[Opening EXTRACTED ENTRIES section]

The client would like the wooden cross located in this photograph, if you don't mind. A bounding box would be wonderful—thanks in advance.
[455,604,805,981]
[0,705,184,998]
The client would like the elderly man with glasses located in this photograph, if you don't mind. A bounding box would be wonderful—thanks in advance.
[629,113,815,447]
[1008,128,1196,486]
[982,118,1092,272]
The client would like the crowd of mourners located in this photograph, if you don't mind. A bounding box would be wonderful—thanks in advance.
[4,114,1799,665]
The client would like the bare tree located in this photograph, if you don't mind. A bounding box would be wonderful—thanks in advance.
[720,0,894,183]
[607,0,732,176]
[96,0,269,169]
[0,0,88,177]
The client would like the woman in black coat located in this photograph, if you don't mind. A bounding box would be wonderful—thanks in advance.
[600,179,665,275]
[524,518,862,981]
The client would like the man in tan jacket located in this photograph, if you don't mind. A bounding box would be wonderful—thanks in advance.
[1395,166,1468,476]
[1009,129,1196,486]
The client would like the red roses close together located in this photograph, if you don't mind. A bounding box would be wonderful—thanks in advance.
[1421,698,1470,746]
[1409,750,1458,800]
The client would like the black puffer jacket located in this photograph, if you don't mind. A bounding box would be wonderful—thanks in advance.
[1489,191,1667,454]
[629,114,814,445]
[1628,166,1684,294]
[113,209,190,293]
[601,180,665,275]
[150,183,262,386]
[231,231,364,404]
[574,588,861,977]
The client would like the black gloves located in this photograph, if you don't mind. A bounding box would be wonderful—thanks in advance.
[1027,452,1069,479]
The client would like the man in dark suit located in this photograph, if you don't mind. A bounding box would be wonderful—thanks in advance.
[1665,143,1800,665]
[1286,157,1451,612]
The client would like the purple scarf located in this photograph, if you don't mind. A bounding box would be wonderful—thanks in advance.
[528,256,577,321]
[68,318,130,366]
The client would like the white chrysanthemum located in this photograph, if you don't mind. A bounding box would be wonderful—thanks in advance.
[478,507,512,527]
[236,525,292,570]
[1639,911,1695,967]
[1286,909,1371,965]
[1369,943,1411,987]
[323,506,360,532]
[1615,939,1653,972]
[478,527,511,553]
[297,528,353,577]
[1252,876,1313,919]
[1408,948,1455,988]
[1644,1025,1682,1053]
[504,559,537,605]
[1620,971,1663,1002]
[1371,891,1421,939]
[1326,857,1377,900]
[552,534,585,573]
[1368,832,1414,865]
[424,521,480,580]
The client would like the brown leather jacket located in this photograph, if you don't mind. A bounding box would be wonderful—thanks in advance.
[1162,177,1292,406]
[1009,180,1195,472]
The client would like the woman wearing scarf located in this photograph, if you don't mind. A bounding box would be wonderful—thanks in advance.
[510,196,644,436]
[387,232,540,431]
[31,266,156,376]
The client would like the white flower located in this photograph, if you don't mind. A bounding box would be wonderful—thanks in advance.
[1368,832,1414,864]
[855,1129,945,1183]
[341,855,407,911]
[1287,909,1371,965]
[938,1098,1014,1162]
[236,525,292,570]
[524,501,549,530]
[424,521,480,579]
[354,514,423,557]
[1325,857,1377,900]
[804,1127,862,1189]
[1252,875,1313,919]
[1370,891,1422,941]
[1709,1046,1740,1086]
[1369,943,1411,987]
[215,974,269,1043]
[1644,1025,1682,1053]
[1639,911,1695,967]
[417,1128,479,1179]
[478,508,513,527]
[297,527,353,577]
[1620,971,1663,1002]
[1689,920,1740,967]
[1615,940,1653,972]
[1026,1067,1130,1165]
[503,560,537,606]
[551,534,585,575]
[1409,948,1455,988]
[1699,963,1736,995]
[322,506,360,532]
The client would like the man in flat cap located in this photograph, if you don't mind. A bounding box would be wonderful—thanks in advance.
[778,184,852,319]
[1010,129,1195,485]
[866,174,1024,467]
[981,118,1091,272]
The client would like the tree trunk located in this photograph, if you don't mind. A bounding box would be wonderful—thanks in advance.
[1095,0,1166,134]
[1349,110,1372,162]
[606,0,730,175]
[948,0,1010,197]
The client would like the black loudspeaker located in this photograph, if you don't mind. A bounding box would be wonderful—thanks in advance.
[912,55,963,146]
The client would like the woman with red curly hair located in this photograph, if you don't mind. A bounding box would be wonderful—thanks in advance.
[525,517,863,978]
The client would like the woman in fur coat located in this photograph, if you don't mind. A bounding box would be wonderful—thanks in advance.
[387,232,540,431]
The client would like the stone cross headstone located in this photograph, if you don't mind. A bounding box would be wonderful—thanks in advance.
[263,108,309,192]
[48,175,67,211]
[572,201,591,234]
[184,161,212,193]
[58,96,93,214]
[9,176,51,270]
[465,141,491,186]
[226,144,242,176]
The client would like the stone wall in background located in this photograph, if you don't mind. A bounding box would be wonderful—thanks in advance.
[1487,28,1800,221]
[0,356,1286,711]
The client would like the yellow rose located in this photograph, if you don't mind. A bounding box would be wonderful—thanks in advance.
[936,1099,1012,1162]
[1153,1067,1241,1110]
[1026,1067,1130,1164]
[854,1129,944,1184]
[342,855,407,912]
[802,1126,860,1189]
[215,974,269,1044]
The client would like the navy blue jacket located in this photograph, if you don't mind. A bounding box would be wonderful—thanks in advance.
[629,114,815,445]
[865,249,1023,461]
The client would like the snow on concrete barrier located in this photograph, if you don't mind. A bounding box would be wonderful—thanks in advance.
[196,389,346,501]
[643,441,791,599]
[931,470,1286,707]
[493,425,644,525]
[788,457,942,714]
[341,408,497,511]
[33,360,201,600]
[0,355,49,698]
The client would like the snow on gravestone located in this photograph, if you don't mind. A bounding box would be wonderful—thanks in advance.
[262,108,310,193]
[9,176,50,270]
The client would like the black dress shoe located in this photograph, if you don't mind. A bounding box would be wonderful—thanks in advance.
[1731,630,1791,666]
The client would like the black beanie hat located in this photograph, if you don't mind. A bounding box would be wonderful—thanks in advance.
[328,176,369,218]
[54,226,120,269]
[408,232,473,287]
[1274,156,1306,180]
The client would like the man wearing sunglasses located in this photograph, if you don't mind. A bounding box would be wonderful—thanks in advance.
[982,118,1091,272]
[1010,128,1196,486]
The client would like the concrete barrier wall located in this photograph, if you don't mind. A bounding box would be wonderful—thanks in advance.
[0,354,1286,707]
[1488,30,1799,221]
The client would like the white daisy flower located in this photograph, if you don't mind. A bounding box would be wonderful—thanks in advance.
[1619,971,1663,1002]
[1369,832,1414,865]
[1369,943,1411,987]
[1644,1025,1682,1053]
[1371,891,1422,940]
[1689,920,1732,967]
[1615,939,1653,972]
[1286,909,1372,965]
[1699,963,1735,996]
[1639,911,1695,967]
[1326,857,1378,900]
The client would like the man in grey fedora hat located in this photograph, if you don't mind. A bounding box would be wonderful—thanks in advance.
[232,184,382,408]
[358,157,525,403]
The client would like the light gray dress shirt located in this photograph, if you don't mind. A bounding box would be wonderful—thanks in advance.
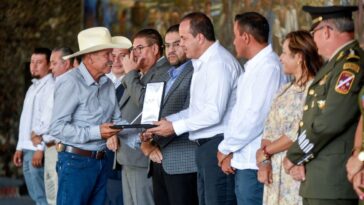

[Closing EXTRACTED ENTRIES section]

_WORK TO COMPLETE_: Return every entry above word for word, and include no images.

_REPLY TO THE EXERCISE_:
The client would like the wooden cross located in this photograph, if you don't mind. A bounding box would be wonderful—thanks in advance.
[455,604,805,981]
[0,705,184,998]
The client would like the elderly man with glasses located in this photograph, if you don't mind. A bounding box would be wonderful—thanks in advance.
[629,113,815,447]
[1008,128,1196,486]
[982,118,1092,272]
The client would like the crowd of mourners located in this photograph, if you don't mind. A bounding box would be wonderful—thanks in advance.
[4,114,1799,665]
The client would like the bare tree located in this photograph, if you don't mind. A bounding box would be wonderful—thanks in advance.
[720,0,894,183]
[607,0,732,176]
[96,0,269,169]
[0,0,88,177]
The client would like the woman in black coat located in this photograph, if you don't mind. A bounding box would be wonderful—thanks in advance.
[600,179,665,275]
[524,518,862,981]
The client would like the man in tan jacket located in this photograph, if you don't mind. A bounding box would be wonderful—thanks in advance.
[1395,166,1468,476]
[1009,129,1196,486]
The client would like the red roses close together located in this photograph, if you don't mind. A bounding box would be wonderful—thanks in advance.
[1421,698,1470,746]
[1409,750,1458,800]
The client would like the black puffer jacket located in this photograph, if you don't mind. A bounding box would be wonderful—thanks in advance.
[1489,191,1667,454]
[629,114,814,445]
[1628,166,1684,294]
[113,209,190,293]
[601,180,665,275]
[150,183,262,386]
[231,231,364,404]
[574,588,861,977]
The client would like the black gloves located in this photograph, if you don't mind. A bounding box would be wonderful—thanks in advance.
[1027,452,1069,479]
The client would like the man in dark suit located in this photograph, if you don't mind. A bounding box would be wonderful—thanks in advance.
[1665,143,1800,665]
[1286,157,1451,612]
The client would like the purple scarf located in this photograph, if you don't mind. A bounding box would be wonderful—thanks in advance.
[528,256,577,321]
[68,318,130,366]
The client would like the white chrysanthemum located in this photograph, if you don't mind. A bounding box would be wonderful—thanks in advance.
[478,507,512,527]
[236,525,292,570]
[1639,911,1695,967]
[1286,909,1371,965]
[1369,943,1411,987]
[323,506,360,532]
[1615,939,1653,972]
[478,527,511,553]
[297,528,353,577]
[1252,876,1313,919]
[1408,948,1455,988]
[1644,1025,1682,1053]
[504,559,537,605]
[1620,971,1663,1002]
[1371,891,1421,939]
[1326,857,1377,900]
[552,534,585,573]
[1368,832,1414,865]
[424,521,480,580]
The client would like the brown leather jacket located in this photograph, if you don't mind. A bounding box would be wonderful—thanks in advance.
[1162,177,1292,406]
[1009,180,1195,472]
The client would like the woman wearing scarf located in this photograph, if you don't mind. A bounding box would be wonderful—thanks in advance.
[510,196,644,436]
[387,232,540,431]
[31,266,156,376]
The client would like the white flower located in this photograph, if you don't mind. A bounding box would be wonderful—thanks in advance.
[1368,832,1414,864]
[855,1129,945,1183]
[341,855,407,911]
[1287,909,1371,965]
[938,1098,1014,1162]
[236,525,292,570]
[524,501,549,530]
[424,521,480,579]
[354,514,423,557]
[1325,857,1377,900]
[804,1127,862,1189]
[1252,875,1313,919]
[1370,891,1422,941]
[1709,1046,1740,1086]
[1369,943,1411,987]
[215,974,269,1043]
[1644,1025,1682,1053]
[1639,911,1695,967]
[417,1128,479,1179]
[478,508,513,527]
[297,527,353,577]
[1620,971,1663,1002]
[1689,920,1740,967]
[1615,940,1653,972]
[1026,1067,1130,1165]
[503,560,537,606]
[551,534,585,575]
[1409,948,1455,988]
[1699,963,1736,995]
[322,506,360,532]
The client would like the man in flat cap located in this photograph, if you don't mind. A bounding box would be wonderful—thanks in advance.
[778,184,852,319]
[1010,129,1195,485]
[866,174,1024,467]
[981,118,1091,272]
The client would like the tree trunk located in this photograph, if you don't mind. A bounding box would be wonderful—thanks in advance.
[1095,0,1166,134]
[1349,110,1372,162]
[606,0,730,175]
[948,0,1010,197]
The client would like the black loudspeaker located in this photograph, if you don't mind. A bounding box would be wonderful—thanks in advance.
[912,55,963,146]
The client would like the woman with red curly hair located in this photograph, if you don't mind. A bounding box would be wonderful—thanks in advance.
[525,517,863,978]
The client would like the woman in fur coat located in this photograph, if you don't mind. A bounding box would be wonderful—thanks in advance.
[387,232,540,431]
The client would like the stone cross headstone located in this photograph, if you don't mind. A bounding box would be wonderful—thanks in advance.
[263,108,309,192]
[48,175,67,211]
[572,201,591,234]
[184,161,212,193]
[58,96,93,214]
[9,176,51,270]
[465,141,491,186]
[226,144,242,176]
The client would like the stone wall in background located in this photograph, if you don't mind. A bounding box would be wonderful—thanks in advance.
[1487,28,1800,221]
[0,356,1286,711]
The client would like the yellow rose located in this photograph, if you don't mind. A bounding box would be wonderful—thanks in advance.
[936,1099,1012,1162]
[1153,1067,1241,1110]
[1026,1067,1130,1164]
[854,1129,944,1184]
[342,855,407,912]
[802,1126,860,1189]
[215,974,269,1044]
The client would like the navy blue jacket located in this photograph, if you don't mind. A bounding box would be wonderful—thanks in advance.
[629,114,815,445]
[865,249,1023,461]
The client would like the snow on concrete barrier located in this photograph, if you don't mind. A bounding box would be wonderful—thanks in advance.
[196,389,346,501]
[643,441,791,599]
[931,470,1286,707]
[493,425,644,525]
[788,457,942,714]
[341,408,497,511]
[33,360,201,600]
[0,355,49,698]
The client would like the snow on gravestone located in this photograph, if you don't mind. A bounding box would be wonderful—thanks in advance.
[262,108,310,193]
[9,176,50,270]
The client would like the black dress shoe located in this photograph, if you don't mind. A bounding box would be wonderful—thanks in advance.
[1731,630,1791,666]
The client would like the black beanie hat located in this photograph, if you don't mind. A bounding box would be wonderful—thanks in advance.
[328,176,369,218]
[54,226,120,269]
[408,232,473,287]
[1274,156,1306,180]
The client would like the man wearing sunglasses located in this photograph, if you don't mind. A bounding box would be wonderful—thanks in advance.
[982,118,1091,272]
[1010,128,1196,486]
The client would like the concrete barrier wall located in this photograph, if you don't mind. A bounding box would be wonderful—thanks in advance.
[0,354,1286,707]
[1488,30,1799,221]
The client would like the white daisy flower located in this photograph, if you don't mind. A bounding box would be wonderful—thanks in advance.
[1619,971,1663,1002]
[1369,832,1414,865]
[1369,943,1411,987]
[1644,1025,1682,1053]
[1371,891,1422,940]
[1689,920,1732,967]
[1615,939,1653,972]
[1286,909,1372,965]
[1699,963,1735,996]
[1639,911,1695,967]
[1326,857,1378,900]
The client would like the man in grey fedora hat located in this photograph, if you don't mind. A bounding box would be wonderful—thanks in advance.
[232,184,382,408]
[358,157,525,403]
The client would like the light gray dress shirt located in this photograph, if you don't mind. A bounding box would be wonderful—thanks in advance.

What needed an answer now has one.